▶ **Exercise requirements**
Which lines below fall between the one containing "Where can the blue" and the one containing "Where can the woman's long"? Repeat them exactly, counting both of those lines, and add nothing else.

▶ **Source data**
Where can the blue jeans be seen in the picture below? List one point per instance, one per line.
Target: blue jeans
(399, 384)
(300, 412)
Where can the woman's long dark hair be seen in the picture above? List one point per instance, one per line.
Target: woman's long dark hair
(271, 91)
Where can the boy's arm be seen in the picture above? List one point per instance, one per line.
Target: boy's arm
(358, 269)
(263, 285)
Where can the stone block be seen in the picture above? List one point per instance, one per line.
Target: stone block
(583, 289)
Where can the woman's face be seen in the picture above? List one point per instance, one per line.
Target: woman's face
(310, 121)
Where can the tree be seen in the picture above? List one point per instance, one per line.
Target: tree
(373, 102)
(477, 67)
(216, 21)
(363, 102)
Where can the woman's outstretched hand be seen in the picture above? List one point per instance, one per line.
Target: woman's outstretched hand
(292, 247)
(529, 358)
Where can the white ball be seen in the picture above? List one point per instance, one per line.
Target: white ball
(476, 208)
* * *
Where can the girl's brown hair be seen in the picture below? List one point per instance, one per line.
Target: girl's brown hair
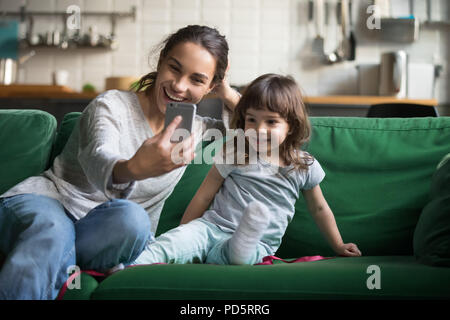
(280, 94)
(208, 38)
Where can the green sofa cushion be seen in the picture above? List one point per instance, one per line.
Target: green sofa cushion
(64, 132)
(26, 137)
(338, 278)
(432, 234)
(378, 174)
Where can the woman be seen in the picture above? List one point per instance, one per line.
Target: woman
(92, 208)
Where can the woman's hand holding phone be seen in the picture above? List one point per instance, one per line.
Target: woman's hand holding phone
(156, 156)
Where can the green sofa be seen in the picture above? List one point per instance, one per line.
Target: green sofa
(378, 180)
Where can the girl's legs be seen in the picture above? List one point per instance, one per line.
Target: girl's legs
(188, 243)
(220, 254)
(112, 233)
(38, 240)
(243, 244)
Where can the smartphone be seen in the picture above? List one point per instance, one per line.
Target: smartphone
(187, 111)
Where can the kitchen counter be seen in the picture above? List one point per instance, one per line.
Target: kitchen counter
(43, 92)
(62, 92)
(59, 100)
* * *
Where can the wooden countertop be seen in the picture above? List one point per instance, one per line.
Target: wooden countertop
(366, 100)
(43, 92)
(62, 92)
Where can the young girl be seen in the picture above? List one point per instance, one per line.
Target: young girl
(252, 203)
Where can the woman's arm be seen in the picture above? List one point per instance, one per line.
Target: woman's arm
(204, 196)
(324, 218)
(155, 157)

▶ **Answer for this exercise**
Where can the blue jeans be seen in the picture below? List one point per instance, one per line.
Target: blue jeans
(399, 384)
(300, 412)
Where can the woman's long dark hair be seen in the picture above? List one point per instance, one per line.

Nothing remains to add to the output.